● **WHAT YOU NEED TO DO**: Copy every line of the records from the line containing "Where can the crowd" through the end of the records, inclusive. Raise each coordinate in the answer points by 8, and leave all other text unchanged, including the sample points.

● **DATA TO USE**:
——
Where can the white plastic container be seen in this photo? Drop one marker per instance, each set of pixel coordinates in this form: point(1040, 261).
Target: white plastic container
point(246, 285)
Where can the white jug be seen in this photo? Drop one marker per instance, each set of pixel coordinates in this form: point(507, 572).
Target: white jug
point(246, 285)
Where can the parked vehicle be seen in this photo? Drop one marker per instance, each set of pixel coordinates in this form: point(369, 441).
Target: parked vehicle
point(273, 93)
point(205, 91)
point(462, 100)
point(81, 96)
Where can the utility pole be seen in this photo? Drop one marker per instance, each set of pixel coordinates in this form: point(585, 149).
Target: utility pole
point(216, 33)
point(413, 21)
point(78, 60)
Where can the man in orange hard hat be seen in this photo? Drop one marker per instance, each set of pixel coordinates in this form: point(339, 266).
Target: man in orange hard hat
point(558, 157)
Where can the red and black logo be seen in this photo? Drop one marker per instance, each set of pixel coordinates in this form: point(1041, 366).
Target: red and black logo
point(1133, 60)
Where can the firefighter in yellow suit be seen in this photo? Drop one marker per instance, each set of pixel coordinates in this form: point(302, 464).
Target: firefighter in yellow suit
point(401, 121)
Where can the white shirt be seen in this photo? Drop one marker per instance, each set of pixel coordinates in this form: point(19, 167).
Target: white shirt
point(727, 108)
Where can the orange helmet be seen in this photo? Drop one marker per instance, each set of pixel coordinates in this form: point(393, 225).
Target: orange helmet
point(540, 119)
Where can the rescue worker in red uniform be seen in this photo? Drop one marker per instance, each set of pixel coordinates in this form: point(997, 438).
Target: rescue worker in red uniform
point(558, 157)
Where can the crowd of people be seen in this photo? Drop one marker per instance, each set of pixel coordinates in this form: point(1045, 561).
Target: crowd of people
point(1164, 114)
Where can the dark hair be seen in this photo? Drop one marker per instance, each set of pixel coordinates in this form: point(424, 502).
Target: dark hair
——
● **RESULT OF THIS TASK**:
Where can the crowd of people be seen in this photo? Drop one marker per instance, each set of pixel coordinates in this form: point(1045, 561).
Target: crowd of people
point(1172, 122)
Where can the dark hair be seen in this photo? Drop one marker per instance, each set of pixel coordinates in this form: point(424, 502).
Target: dark hair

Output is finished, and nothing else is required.